-- Listed records --
++++++++
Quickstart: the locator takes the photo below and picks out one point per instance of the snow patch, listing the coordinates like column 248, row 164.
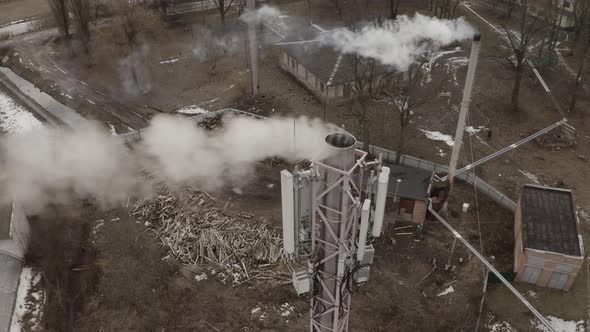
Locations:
column 438, row 136
column 14, row 118
column 23, row 305
column 229, row 87
column 201, row 277
column 501, row 327
column 440, row 152
column 112, row 129
column 472, row 130
column 286, row 309
column 560, row 325
column 66, row 95
column 448, row 290
column 192, row 109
++++++++
-- Task item --
Please print the records above once more, word for word, omitting all pictures.

-- Your solution --
Quickstart: the locator takes the photo below and picks out one point per instance of the snow patch, listing the coordinates like column 248, row 164.
Locations:
column 438, row 136
column 14, row 118
column 23, row 305
column 229, row 87
column 201, row 277
column 501, row 327
column 440, row 152
column 112, row 129
column 472, row 130
column 286, row 309
column 560, row 325
column 66, row 95
column 448, row 290
column 192, row 109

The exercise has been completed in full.